— GIVEN PASSAGE —
=== Section Start ===
Sensors are sophisticated devices that are frequently used to detect and respond to signals. A new wireless sensor developed by engineers at the University of California, Berkeley, can measure skin hydration.
Your sweat can tell you more than you think. The sensor, designed to be incorporated in a chest patch or in a watch on the wrist, measures the metabolites and electrolytes in sweat. It alerts the user to hydration levels, as well as fatigue, and dangerous body temperatures. Its potential in lifestyle and medical applications is huge.
Principal investigator at the University of California, Professor Ali Javey, was quoted in the Berkeley News, “human sweat contains physiologically rich information, thus making it an attractive body fluid for non-invasive wearable sensors.” It is thought that the sensor will be extremely useful for those working in extreme temperatures.
=== Section End ===
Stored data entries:
=== Section Start ===
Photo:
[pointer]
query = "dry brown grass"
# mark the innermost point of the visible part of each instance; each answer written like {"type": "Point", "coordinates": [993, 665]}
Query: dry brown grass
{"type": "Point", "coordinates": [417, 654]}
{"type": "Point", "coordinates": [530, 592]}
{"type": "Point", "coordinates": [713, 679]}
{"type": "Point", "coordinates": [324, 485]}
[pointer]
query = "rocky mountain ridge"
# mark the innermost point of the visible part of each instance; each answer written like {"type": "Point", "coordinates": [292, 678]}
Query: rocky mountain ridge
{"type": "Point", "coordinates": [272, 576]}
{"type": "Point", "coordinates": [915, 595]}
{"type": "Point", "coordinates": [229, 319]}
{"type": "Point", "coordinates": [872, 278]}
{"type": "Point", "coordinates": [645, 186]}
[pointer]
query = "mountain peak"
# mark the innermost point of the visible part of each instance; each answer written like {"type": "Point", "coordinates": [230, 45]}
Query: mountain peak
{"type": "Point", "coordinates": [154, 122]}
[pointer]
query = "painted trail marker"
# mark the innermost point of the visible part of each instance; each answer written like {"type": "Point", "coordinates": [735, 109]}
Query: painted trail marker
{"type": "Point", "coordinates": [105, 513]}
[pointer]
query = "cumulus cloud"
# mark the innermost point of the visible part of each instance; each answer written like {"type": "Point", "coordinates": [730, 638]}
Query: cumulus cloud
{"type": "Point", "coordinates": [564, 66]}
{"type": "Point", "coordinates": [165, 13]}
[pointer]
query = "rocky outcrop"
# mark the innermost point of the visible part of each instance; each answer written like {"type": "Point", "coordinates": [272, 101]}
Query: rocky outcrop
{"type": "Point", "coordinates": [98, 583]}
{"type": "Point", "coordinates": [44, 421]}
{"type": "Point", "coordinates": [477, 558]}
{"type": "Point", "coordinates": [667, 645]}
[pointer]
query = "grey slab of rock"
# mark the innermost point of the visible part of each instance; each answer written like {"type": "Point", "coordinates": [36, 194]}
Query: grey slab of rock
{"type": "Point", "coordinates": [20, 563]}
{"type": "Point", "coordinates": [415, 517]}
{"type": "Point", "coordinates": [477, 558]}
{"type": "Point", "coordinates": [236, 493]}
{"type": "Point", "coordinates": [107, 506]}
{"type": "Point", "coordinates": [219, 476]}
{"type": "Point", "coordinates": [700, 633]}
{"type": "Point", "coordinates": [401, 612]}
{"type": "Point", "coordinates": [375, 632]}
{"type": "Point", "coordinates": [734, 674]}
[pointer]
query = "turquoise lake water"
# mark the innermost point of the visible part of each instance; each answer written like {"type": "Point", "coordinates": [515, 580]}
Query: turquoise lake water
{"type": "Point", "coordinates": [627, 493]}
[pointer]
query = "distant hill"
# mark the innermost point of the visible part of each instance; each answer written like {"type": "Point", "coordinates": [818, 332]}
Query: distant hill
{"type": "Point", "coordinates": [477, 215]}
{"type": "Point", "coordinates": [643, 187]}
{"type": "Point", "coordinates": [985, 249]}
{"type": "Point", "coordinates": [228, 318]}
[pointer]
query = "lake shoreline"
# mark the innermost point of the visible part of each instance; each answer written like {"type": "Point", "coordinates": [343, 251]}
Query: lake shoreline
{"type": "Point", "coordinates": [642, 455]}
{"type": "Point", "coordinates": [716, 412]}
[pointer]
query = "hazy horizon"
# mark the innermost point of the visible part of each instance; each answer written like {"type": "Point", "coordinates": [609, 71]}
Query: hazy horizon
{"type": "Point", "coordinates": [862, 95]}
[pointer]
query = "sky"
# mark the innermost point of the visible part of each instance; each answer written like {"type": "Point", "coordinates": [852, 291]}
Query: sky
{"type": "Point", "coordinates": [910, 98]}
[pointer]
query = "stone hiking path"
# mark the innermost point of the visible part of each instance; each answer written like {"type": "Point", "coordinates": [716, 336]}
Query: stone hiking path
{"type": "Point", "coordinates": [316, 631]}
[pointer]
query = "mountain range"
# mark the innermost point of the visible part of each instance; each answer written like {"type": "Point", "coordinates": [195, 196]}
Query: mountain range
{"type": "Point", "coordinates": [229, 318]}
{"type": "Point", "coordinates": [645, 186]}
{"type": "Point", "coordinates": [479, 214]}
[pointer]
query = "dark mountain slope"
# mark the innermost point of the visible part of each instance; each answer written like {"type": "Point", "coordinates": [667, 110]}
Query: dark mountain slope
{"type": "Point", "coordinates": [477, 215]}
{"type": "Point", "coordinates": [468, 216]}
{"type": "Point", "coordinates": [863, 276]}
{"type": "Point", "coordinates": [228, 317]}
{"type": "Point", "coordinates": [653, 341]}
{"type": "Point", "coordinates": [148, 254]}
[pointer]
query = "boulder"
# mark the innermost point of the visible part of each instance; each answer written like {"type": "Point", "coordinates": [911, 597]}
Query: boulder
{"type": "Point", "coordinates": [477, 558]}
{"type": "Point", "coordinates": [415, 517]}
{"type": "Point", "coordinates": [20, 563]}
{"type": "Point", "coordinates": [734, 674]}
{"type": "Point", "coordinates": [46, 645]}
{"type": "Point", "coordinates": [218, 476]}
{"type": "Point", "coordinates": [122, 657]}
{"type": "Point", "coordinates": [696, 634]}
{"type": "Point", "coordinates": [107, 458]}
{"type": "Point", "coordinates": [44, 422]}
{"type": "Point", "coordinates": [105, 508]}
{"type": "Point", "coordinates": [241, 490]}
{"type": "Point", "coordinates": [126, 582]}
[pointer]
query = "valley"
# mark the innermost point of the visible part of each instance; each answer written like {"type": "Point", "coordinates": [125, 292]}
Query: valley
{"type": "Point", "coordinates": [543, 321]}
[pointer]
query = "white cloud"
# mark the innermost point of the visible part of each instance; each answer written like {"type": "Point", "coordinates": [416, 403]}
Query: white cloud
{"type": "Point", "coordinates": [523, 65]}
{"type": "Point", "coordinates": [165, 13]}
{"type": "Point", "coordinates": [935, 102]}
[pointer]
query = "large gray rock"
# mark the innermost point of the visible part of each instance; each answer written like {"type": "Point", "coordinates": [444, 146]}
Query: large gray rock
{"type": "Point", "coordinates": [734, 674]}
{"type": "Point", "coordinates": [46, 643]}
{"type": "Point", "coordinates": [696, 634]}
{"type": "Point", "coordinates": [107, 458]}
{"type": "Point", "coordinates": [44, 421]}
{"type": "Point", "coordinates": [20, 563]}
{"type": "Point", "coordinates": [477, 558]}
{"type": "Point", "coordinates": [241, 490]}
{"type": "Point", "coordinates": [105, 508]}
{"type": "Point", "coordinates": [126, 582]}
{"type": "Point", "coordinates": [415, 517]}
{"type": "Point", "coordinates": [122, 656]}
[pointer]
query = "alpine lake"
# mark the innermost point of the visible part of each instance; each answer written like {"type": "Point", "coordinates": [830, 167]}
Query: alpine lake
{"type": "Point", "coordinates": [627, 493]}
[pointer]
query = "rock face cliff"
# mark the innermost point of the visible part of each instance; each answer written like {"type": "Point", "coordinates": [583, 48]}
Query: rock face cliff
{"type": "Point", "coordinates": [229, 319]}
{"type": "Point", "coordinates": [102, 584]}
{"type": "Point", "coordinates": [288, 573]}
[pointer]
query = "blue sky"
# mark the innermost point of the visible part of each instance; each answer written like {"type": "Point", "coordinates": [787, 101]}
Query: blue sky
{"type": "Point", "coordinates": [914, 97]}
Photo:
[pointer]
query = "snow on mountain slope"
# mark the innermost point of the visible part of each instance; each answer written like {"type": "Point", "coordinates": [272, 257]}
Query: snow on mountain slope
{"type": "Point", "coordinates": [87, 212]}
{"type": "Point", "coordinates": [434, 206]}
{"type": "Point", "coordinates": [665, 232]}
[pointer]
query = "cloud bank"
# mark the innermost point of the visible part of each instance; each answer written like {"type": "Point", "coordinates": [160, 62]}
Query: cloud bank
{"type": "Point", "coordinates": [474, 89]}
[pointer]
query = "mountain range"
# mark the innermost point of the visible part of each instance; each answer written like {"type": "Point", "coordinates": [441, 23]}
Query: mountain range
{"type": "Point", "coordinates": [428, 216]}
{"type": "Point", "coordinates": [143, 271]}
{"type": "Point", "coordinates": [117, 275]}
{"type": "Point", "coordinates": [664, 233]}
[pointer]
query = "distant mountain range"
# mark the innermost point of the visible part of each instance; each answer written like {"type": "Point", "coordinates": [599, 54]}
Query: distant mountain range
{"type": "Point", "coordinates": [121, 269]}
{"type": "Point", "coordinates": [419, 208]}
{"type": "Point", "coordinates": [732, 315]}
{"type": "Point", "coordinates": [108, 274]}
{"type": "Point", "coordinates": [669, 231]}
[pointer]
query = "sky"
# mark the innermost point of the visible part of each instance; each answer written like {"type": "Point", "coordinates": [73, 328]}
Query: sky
=== Section End ===
— USING THE INFORMATION —
(a) List the conditions that the sweat-sensor passage says the sensor alerts the user to.
(b) Write out the section of the sweat-sensor passage that opens with the words containing "Sensors are sophisticated" and closes with "applications is huge.".

— OUTPUTS IN ORDER —
(a) hydration levels, fatigue, dangerous body temperatures

(b)
Sensors are sophisticated devices that are frequently used to detect and respond to signals. A new wireless sensor developed by engineers at the University of California, Berkeley, can measure skin hydration.
Your sweat can tell you more than you think. The sensor, designed to be incorporated in a chest patch or in a watch on the wrist, measures the metabolites and electrolytes in sweat. It alerts the user to hydration levels, as well as fatigue, and dangerous body temperatures. Its potential in lifestyle and medical applications is huge.